[Stored items]
Segment Open

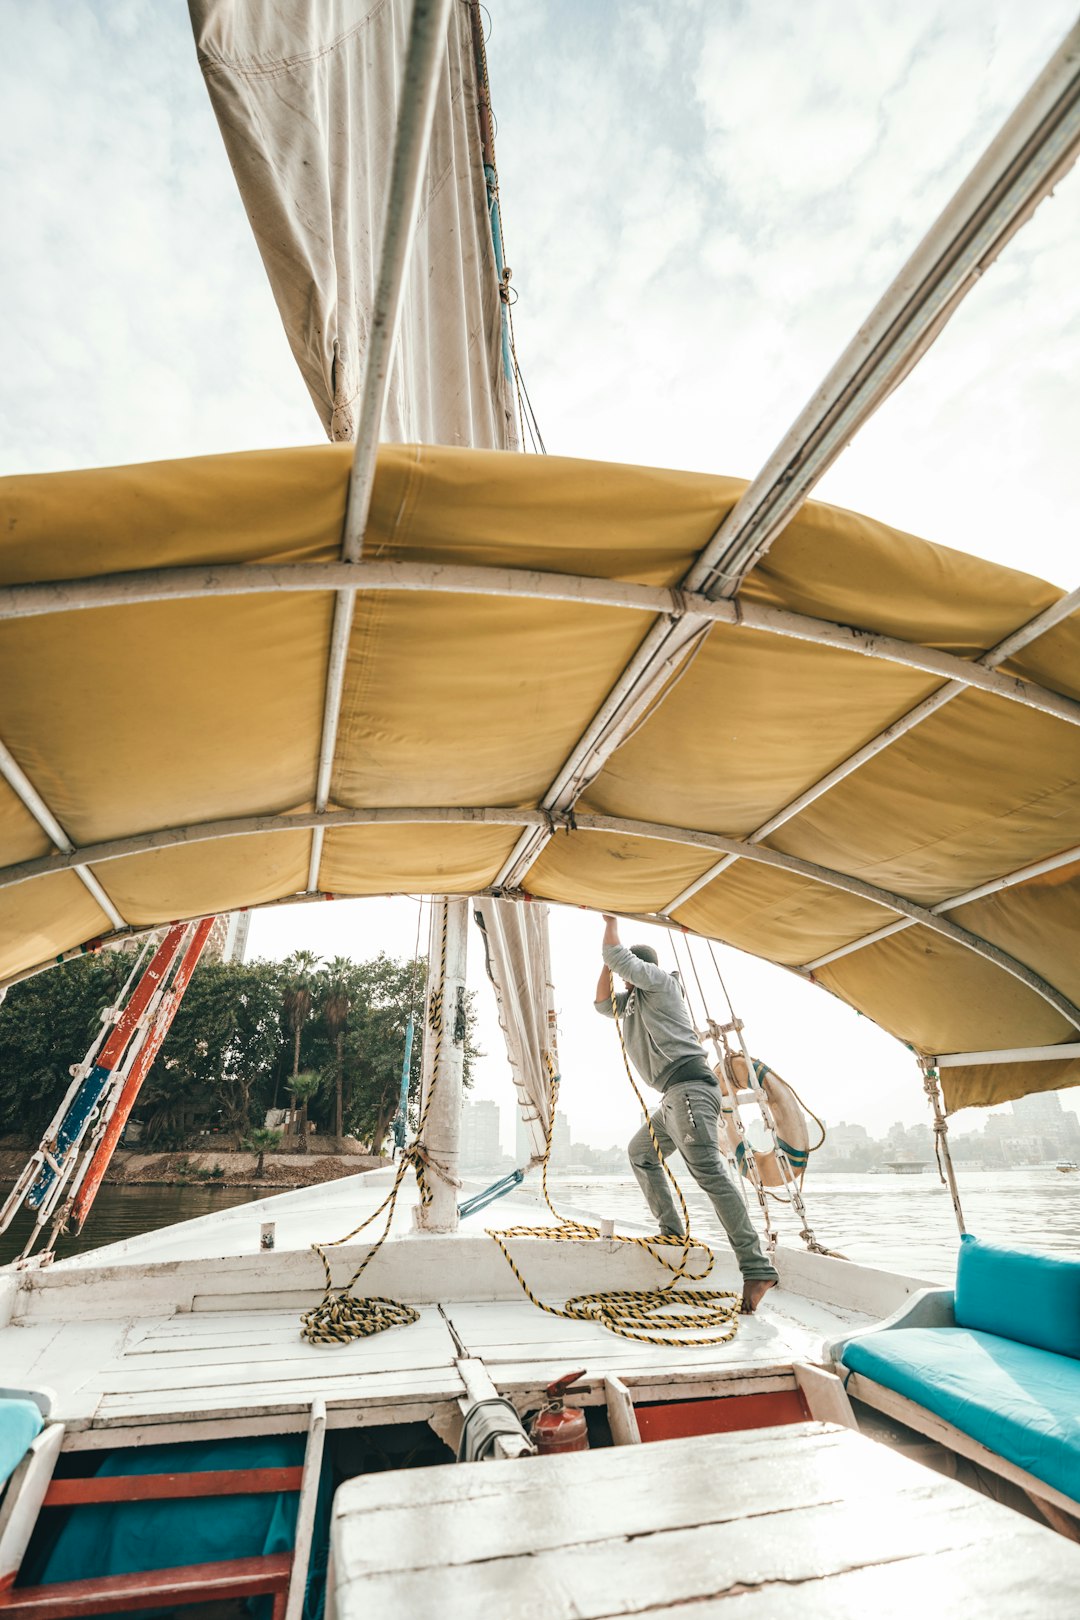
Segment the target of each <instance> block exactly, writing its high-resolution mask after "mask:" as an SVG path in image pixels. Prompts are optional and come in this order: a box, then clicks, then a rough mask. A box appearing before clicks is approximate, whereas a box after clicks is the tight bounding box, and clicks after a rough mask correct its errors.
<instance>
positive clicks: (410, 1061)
mask: <svg viewBox="0 0 1080 1620" xmlns="http://www.w3.org/2000/svg"><path fill="white" fill-rule="evenodd" d="M423 920H424V901H423V899H421V897H418V899H416V940H415V943H413V972H411V975H410V982H408V1017H406V1021H405V1053H403V1056H402V1089H400V1092H398V1105H397V1113H395V1115H393V1152H395V1153H397V1152H398V1150H400V1149H403V1147H405V1139H406V1136H408V1084H410V1077H411V1069H413V1034H415V1030H416V974H418V969H419V927H421V922H423Z"/></svg>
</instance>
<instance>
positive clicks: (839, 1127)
mask: <svg viewBox="0 0 1080 1620" xmlns="http://www.w3.org/2000/svg"><path fill="white" fill-rule="evenodd" d="M826 1142H827V1144H829V1157H831V1158H857V1157H860V1155H861V1153H863V1152H865V1150H866V1149H868V1147H870V1134H868V1131H866V1126H865V1124H847V1123H845V1121H844V1119H840V1123H839V1124H831V1126H829V1134H827V1136H826Z"/></svg>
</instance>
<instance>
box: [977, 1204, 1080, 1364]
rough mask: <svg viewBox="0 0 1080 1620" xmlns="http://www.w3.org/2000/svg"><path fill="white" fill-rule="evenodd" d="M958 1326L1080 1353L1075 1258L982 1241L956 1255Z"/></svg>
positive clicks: (1022, 1341)
mask: <svg viewBox="0 0 1080 1620" xmlns="http://www.w3.org/2000/svg"><path fill="white" fill-rule="evenodd" d="M955 1319H957V1327H970V1328H975V1330H976V1332H980V1333H999V1335H1001V1336H1002V1338H1014V1340H1018V1341H1020V1343H1022V1345H1035V1346H1036V1348H1038V1349H1054V1351H1057V1354H1059V1356H1075V1358H1080V1260H1065V1259H1061V1257H1057V1255H1051V1254H1031V1252H1027V1251H1023V1249H1006V1247H1002V1246H999V1244H994V1243H983V1239H981V1238H972V1236H970V1233H967V1234H965V1236H963V1238H962V1239H960V1255H959V1259H957V1294H955Z"/></svg>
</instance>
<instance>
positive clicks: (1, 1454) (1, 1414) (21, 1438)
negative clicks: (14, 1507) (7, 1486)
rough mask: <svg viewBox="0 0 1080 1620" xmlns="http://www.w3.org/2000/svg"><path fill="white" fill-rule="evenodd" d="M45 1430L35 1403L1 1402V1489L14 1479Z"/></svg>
mask: <svg viewBox="0 0 1080 1620" xmlns="http://www.w3.org/2000/svg"><path fill="white" fill-rule="evenodd" d="M44 1427H45V1419H44V1417H42V1414H40V1408H39V1406H36V1405H34V1401H16V1400H10V1398H5V1400H0V1486H2V1484H3V1482H5V1481H6V1479H10V1477H11V1474H13V1473H15V1469H16V1468H18V1466H19V1463H21V1461H23V1458H24V1456H26V1453H28V1452H29V1448H31V1445H32V1443H34V1440H36V1439H37V1435H39V1434H40V1432H42V1429H44Z"/></svg>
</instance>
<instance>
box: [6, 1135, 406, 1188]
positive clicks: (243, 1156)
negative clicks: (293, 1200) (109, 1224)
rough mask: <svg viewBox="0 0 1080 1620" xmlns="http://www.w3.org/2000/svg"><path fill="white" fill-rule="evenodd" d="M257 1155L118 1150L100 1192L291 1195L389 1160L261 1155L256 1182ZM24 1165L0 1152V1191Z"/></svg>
mask: <svg viewBox="0 0 1080 1620" xmlns="http://www.w3.org/2000/svg"><path fill="white" fill-rule="evenodd" d="M257 1162H259V1155H257V1153H244V1152H227V1150H220V1149H196V1150H191V1152H170V1153H141V1152H136V1150H128V1149H120V1150H118V1152H117V1153H115V1155H113V1160H112V1163H110V1166H108V1171H107V1173H105V1186H115V1187H134V1186H142V1187H147V1186H155V1187H189V1186H206V1187H253V1189H254V1191H257V1192H267V1194H269V1192H291V1191H293V1189H295V1187H314V1186H319V1184H321V1183H322V1181H340V1179H342V1178H343V1176H356V1174H363V1173H364V1171H368V1170H381V1168H382V1166H384V1165H389V1163H390V1160H389V1158H385V1157H379V1155H374V1153H363V1152H361V1150H359V1149H353V1150H351V1152H350V1150H347V1152H343V1153H327V1152H311V1153H280V1152H275V1153H267V1155H266V1163H264V1166H262V1174H261V1176H256V1168H257ZM24 1163H26V1149H15V1147H11V1149H0V1186H5V1184H10V1183H13V1181H15V1178H16V1176H18V1173H19V1171H21V1168H23V1165H24Z"/></svg>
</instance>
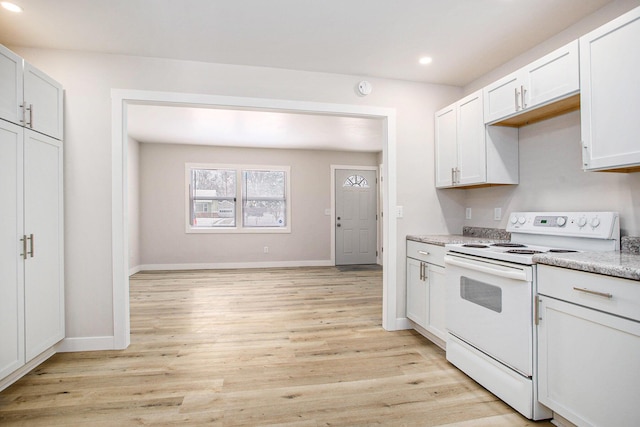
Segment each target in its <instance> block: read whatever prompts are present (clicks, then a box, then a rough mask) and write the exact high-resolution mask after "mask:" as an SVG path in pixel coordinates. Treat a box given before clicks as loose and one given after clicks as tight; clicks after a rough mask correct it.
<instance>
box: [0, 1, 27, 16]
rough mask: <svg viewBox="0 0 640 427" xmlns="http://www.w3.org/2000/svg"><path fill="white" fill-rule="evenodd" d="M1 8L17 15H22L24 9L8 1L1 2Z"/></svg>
mask: <svg viewBox="0 0 640 427" xmlns="http://www.w3.org/2000/svg"><path fill="white" fill-rule="evenodd" d="M0 6H2V7H4V8H5V9H7V10H9V11H11V12H15V13H20V12H22V8H21V7H20V6H18V5H17V4H13V3H11V2H8V1H1V2H0Z"/></svg>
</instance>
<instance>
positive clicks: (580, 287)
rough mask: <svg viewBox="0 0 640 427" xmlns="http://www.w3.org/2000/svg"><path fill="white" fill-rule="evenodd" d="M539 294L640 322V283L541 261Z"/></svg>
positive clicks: (540, 265) (539, 284)
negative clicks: (573, 269)
mask: <svg viewBox="0 0 640 427" xmlns="http://www.w3.org/2000/svg"><path fill="white" fill-rule="evenodd" d="M538 293H539V294H542V295H547V296H550V297H553V298H558V299H561V300H564V301H567V302H571V303H575V304H580V305H582V306H585V307H590V308H594V309H596V310H601V311H604V312H606V313H612V314H615V315H617V316H622V317H626V318H628V319H633V320H636V321H640V282H637V281H635V280H627V279H620V278H617V277H609V276H603V275H601V274H593V273H586V272H582V271H576V270H570V269H567V268H560V267H551V266H548V265H541V264H538Z"/></svg>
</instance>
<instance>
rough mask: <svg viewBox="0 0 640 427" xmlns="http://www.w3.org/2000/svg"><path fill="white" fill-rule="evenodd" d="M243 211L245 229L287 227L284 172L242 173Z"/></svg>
mask: <svg viewBox="0 0 640 427" xmlns="http://www.w3.org/2000/svg"><path fill="white" fill-rule="evenodd" d="M242 189H243V194H242V210H243V221H242V225H243V226H245V227H285V226H286V225H287V222H286V214H287V199H286V174H285V172H284V171H263V170H260V171H257V170H245V171H243V172H242Z"/></svg>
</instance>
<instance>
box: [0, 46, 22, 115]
mask: <svg viewBox="0 0 640 427" xmlns="http://www.w3.org/2000/svg"><path fill="white" fill-rule="evenodd" d="M21 105H22V58H20V57H19V56H18V55H16V54H15V53H13V52H11V51H10V50H9V49H7V48H6V47H4V46H2V45H0V118H1V119H4V120H7V121H10V122H12V123H15V124H18V125H19V124H22V122H21V120H22V108H21V107H20V106H21Z"/></svg>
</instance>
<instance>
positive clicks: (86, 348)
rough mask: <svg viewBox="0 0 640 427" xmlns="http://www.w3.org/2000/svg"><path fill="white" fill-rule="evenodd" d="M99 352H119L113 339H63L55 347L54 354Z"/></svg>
mask: <svg viewBox="0 0 640 427" xmlns="http://www.w3.org/2000/svg"><path fill="white" fill-rule="evenodd" d="M100 350H119V349H117V348H116V346H115V337H112V336H107V337H78V338H65V339H63V340H62V341H61V342H60V343H59V344H58V346H57V347H56V352H58V353H71V352H75V351H100Z"/></svg>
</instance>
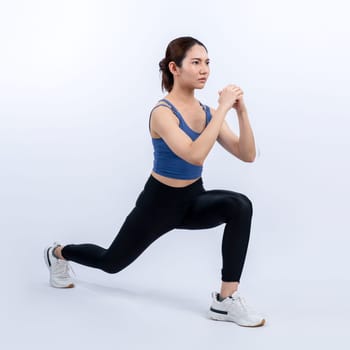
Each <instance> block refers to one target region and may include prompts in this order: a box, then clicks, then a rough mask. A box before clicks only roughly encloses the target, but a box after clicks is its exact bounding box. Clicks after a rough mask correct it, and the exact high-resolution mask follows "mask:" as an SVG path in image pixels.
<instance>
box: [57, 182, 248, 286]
mask: <svg viewBox="0 0 350 350" xmlns="http://www.w3.org/2000/svg"><path fill="white" fill-rule="evenodd" d="M252 210H253V209H252V204H251V201H250V200H249V199H248V198H247V197H246V196H245V195H243V194H240V193H236V192H233V191H226V190H211V191H206V190H205V189H204V187H203V183H202V179H201V178H200V179H198V180H197V181H195V182H194V183H192V184H190V185H188V186H185V187H179V188H178V187H171V186H168V185H165V184H163V183H161V182H160V181H158V180H157V179H155V178H154V177H153V176H150V177H149V179H148V181H147V182H146V184H145V187H144V189H143V191H142V192H141V194H140V195H139V197H138V198H137V200H136V203H135V207H134V208H133V210H132V211H131V213H130V214H129V215H128V216H127V218H126V220H125V222H124V224H123V225H122V227H121V229H120V231H119V233H118V235H117V237H116V238H115V239H114V241H113V242H112V244H111V246H110V247H109V248H108V249H104V248H101V247H99V246H97V245H94V244H77V245H76V244H69V245H66V246H64V248H63V249H62V255H63V257H64V258H65V259H67V260H71V261H74V262H77V263H79V264H83V265H86V266H91V267H95V268H98V269H101V270H103V271H106V272H108V273H116V272H119V271H121V270H122V269H124V268H125V267H127V266H128V265H129V264H131V263H132V262H133V261H134V260H135V259H136V258H137V257H138V256H139V255H140V254H141V253H142V252H143V251H144V250H145V249H146V248H147V247H148V246H149V245H150V244H151V243H152V242H154V241H155V240H156V239H158V238H159V237H161V236H162V235H163V234H165V233H166V232H169V231H171V230H172V229H175V228H179V229H190V230H192V229H207V228H211V227H215V226H218V225H221V224H224V223H225V224H226V225H225V228H224V234H223V239H222V259H223V260H222V261H223V265H222V270H221V273H222V280H223V281H225V282H237V281H239V280H240V277H241V273H242V269H243V265H244V260H245V256H246V251H247V247H248V241H249V235H250V226H251V218H252Z"/></svg>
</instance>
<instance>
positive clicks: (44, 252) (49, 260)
mask: <svg viewBox="0 0 350 350" xmlns="http://www.w3.org/2000/svg"><path fill="white" fill-rule="evenodd" d="M50 248H51V246H50V247H47V248H45V249H44V260H45V264H46V266H47V268H48V269H49V271H50V266H51V263H50V260H49V254H48V253H49V249H50ZM50 272H51V271H50ZM50 285H51V287H54V288H74V287H75V286H74V283H70V284H68V285H67V286H57V285H55V284H53V283H52V281H51V274H50Z"/></svg>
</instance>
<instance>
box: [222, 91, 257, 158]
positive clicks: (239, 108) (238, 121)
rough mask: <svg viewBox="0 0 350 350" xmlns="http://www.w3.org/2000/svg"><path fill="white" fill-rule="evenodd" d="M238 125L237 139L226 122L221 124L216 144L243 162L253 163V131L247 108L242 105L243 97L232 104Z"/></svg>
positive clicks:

Segment Closed

> **To-do item**
Pull out every line in the stored items that contains the string "positive".

> **Expected answer**
positive clicks: (410, 1061)
positive clicks: (839, 1127)
positive clicks: (1022, 1341)
positive clicks: (1, 1454) (1, 1414) (21, 1438)
positive clicks: (243, 1156)
positive clicks: (580, 287)
positive clicks: (540, 265) (539, 284)
positive clicks: (86, 348)
positive clicks: (44, 252) (49, 260)
positive clicks: (239, 108) (238, 121)
positive clicks:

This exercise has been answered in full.